Stored items
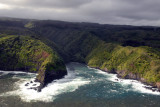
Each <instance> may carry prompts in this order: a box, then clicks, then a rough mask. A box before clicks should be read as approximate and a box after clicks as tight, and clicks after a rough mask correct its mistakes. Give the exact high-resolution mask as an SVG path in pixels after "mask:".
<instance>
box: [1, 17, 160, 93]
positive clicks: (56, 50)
mask: <svg viewBox="0 0 160 107" xmlns="http://www.w3.org/2000/svg"><path fill="white" fill-rule="evenodd" d="M2 22H3V26H0V32H1V33H2V34H12V33H13V34H15V35H19V36H20V37H21V34H24V35H26V36H27V35H30V36H31V37H32V38H35V39H38V40H41V41H42V42H43V43H45V44H46V45H48V46H50V47H51V48H52V49H54V50H55V51H56V52H57V53H58V54H59V55H60V56H61V57H62V58H63V60H64V61H65V62H66V63H67V62H71V61H76V62H82V63H86V64H88V65H89V66H91V67H96V68H99V69H102V70H105V71H107V72H112V73H117V74H118V76H119V77H121V78H130V79H136V80H139V81H142V82H143V83H146V84H150V85H152V86H154V87H158V88H159V90H160V83H159V82H160V66H159V65H160V53H159V52H160V28H159V27H152V26H126V25H100V24H96V23H72V22H63V21H51V20H20V19H19V20H17V21H15V20H11V21H10V23H9V24H8V23H7V21H6V20H5V22H4V21H2ZM2 22H1V23H2ZM12 22H13V23H14V25H15V26H13V25H12V24H11V23H12ZM15 23H16V24H15ZM22 26H23V27H22Z"/></svg>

Problem -
Write every record out again exactly, omitting the pictures they hold.

The answer -
Each <instance> may carry prompts in this order: a box, then clicks, then a rough mask. A box before clicks should be read as approximate and a box after clicks as tight, and clicks after a rough mask correct its mistakes. Give the exact high-resolution mask as an SVG path in pixels after "mask:".
<instance>
box: [1, 17, 160, 93]
positive clicks: (56, 50)
mask: <svg viewBox="0 0 160 107" xmlns="http://www.w3.org/2000/svg"><path fill="white" fill-rule="evenodd" d="M2 22H3V26H0V32H1V33H2V34H12V33H13V34H15V35H19V36H20V37H21V34H24V35H26V36H27V35H30V36H31V37H32V38H35V39H38V40H41V41H42V42H43V43H45V44H46V45H48V46H50V47H51V48H52V49H54V50H55V51H56V52H57V53H58V54H59V55H60V56H61V57H62V58H63V60H64V61H65V62H66V63H67V62H71V61H76V62H82V63H86V64H88V65H89V66H91V67H96V68H99V69H102V70H105V71H107V72H112V73H117V74H118V76H119V77H121V78H130V79H136V80H139V81H142V82H143V83H146V84H150V85H152V86H154V87H158V88H159V90H160V83H159V82H160V66H159V65H160V53H159V52H160V28H159V27H152V26H126V25H100V24H96V23H72V22H63V21H51V20H20V19H19V20H17V21H15V20H11V21H10V23H9V24H8V23H7V21H6V20H5V22H4V21H2ZM2 22H1V23H2ZM12 22H13V23H14V25H15V26H13V25H12V24H11V23H12ZM15 23H16V24H15ZM22 26H23V27H22Z"/></svg>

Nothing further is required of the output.